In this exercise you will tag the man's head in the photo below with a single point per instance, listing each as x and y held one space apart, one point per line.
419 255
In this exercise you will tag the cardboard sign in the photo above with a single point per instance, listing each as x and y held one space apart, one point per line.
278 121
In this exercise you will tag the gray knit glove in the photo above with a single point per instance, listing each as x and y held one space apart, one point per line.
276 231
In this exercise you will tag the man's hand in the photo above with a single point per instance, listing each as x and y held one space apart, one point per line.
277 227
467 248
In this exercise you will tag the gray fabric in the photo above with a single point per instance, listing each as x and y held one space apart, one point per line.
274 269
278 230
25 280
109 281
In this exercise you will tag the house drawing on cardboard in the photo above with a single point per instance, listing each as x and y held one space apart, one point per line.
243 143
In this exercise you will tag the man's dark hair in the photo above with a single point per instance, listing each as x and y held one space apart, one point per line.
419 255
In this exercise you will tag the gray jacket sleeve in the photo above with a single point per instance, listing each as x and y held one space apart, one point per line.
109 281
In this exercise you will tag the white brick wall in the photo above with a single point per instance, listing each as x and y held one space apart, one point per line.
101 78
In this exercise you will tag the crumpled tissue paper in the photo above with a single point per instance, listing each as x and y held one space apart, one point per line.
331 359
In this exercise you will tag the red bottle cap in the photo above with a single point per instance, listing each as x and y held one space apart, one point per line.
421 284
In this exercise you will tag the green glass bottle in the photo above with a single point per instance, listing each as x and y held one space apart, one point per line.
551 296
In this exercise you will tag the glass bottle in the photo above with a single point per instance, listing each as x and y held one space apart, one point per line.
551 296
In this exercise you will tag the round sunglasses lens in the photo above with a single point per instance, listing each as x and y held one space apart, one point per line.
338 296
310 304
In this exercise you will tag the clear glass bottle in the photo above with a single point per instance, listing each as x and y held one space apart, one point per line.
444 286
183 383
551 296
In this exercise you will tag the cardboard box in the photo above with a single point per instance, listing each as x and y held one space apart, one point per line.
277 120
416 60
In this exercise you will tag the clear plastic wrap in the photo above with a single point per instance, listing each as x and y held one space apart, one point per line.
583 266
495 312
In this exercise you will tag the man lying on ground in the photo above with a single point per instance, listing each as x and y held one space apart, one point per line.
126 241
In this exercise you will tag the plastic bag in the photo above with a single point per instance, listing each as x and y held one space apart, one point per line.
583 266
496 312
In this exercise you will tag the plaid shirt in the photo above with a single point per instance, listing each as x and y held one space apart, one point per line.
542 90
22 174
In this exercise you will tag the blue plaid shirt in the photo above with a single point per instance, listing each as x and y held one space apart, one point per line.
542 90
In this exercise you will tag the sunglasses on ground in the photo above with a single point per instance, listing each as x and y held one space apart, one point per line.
══════
Without changing a word, restate the whole listing.

§ Output:
In this exercise you will tag the man's head in the photo below with a single point per instance, listing each as x and y held one space apart, one point per line.
419 255
In this exercise you will tag the cardboard sign in the photo above with a single point per instance, listing each as x and y held one space apart, one point per line.
278 121
In this exercise you will tag the gray knit glove in the photo above with a single point per instance, listing each as x and y held one space apart, one point per line.
276 231
In this exercise you will tag the man's hand in the photo above with a single point per instance, listing each as x and y held one space apart, one point per line.
277 227
467 248
In this exercise you will tag the gray fabric in the photo above with a single point per instance, listing each as x and y held one space apart, one point per line.
274 269
278 230
25 280
109 281
In this exercise you will tag the house drawing on cardboard in the photo above with a single point per instance, listing each as x and y held one space apart, one point per line.
243 143
In this exercise you will tag the man's dark hair in the photo above with a single point per instance, listing each as x and y held one space apart, one point per line.
419 255
In this exercise you will tag the gray jacket sleeve in the photo above with a single point per instance, listing each as x and y held one space apart, one point per line.
109 281
In this exercise you will tag the white brick wall in the photo above with a single point per instance, listing each as x and y held one space apart, one point per line.
101 78
In this exercise you will tag the crumpled tissue paper in the photo above with a single point per instance, listing each as x and y held one space apart, one point per line.
331 359
In this exercise you will tag the red bottle cap in the photo above with a single point per instance, listing each as x and y held one space apart, one point per line.
421 284
In this exercise you will tag the green glass bottle in the photo above with a single point per instance, listing each as x and y held one space apart, one point per line.
551 296
In this exercise you will tag the glass bottle in the photo above with a single point per instance, listing each as x and y held one space apart, one point per line.
551 296
In this exercise you will tag the round sunglasses lens in the photo above with a single point per instance, listing each as x and y held one space apart, one point per line.
338 296
310 304
In this exercise you will tag the clear glass bottle in the photo above with a single point per instance, listing each as x and y held one space apart, one point per line.
444 286
183 383
551 296
In this exercise you will tag the cardboard box in the photo above with a single point per instance, listing each as x and y held one space apart, one point per line.
277 120
416 60
In this exercise you will tag the clear plastic wrap in the photo above with a single point per instance, listing each as x and y held one space apart, one point per line.
583 266
495 312
In this exercise you will tag the man lying on ground in the photo above with a single point per instance, listing each as x and y held one space apart, one point per line.
126 241
In this exercise you will tag the plastic bag in the photo above with a single point per instance, listing each as x and y held one space apart, one point per line.
583 266
496 312
In this exercise you will tag the plaid shirt in the photo above with a single point per instance, listing each as x and y held one space apart, one point per line.
542 90
22 174
In this exercise you will tag the blue plaid shirt in the photo above with a single point per instance, listing each as x and y held one space apart, one point per line.
542 90
In this exercise you will tag the sunglasses on ground in the photo above with a single point per instance, listing each as x and y held one space apart, one point per line.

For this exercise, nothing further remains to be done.